● Esercizio assegnato: Secondo la sezione documento, da quanto tempo il leader del Likud ripete lo stesso armamentario retorico?
##### Sezione documento #####
Ufficialmente si tratta di impedire a Teheran di dotarsi dell’atomica, secondo Tel Aviv il vero proposito del programma nucleare portato avanti dagli ayatollah. È questa la minaccia «che siamo determinati a rimuovere – ha detto in tv il premier Benjamin Netanyahu –. Siamo disposti ad andare avanti tutto il tempo necessario. Saremo ricordati come la generazione che ha agito in tempo per la sicurezza di tutti». L’armamentario retorico non è nuovo. Il leader del Likud lo ripete da oltre vent’anni. Stavolta, però, cogliendo di sorpresa l’opinione pubblica nazionale e internazionale, ha imboccato la via sulla quale finora non aveva osato inoltrarsi: la guerra aperta con il nemico di sempre.
##### Sezione dati #####
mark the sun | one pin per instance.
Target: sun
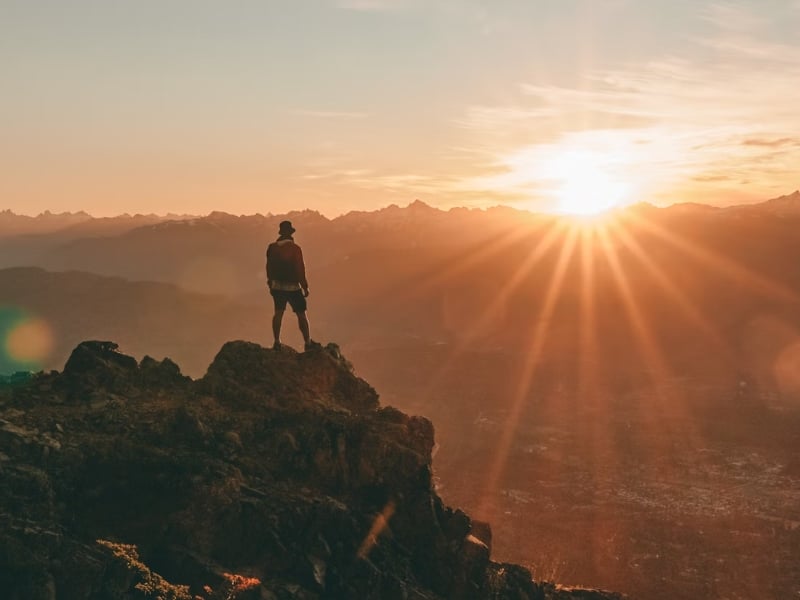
(585, 183)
#####
● Risposta scritta: Da oltre vent’anni.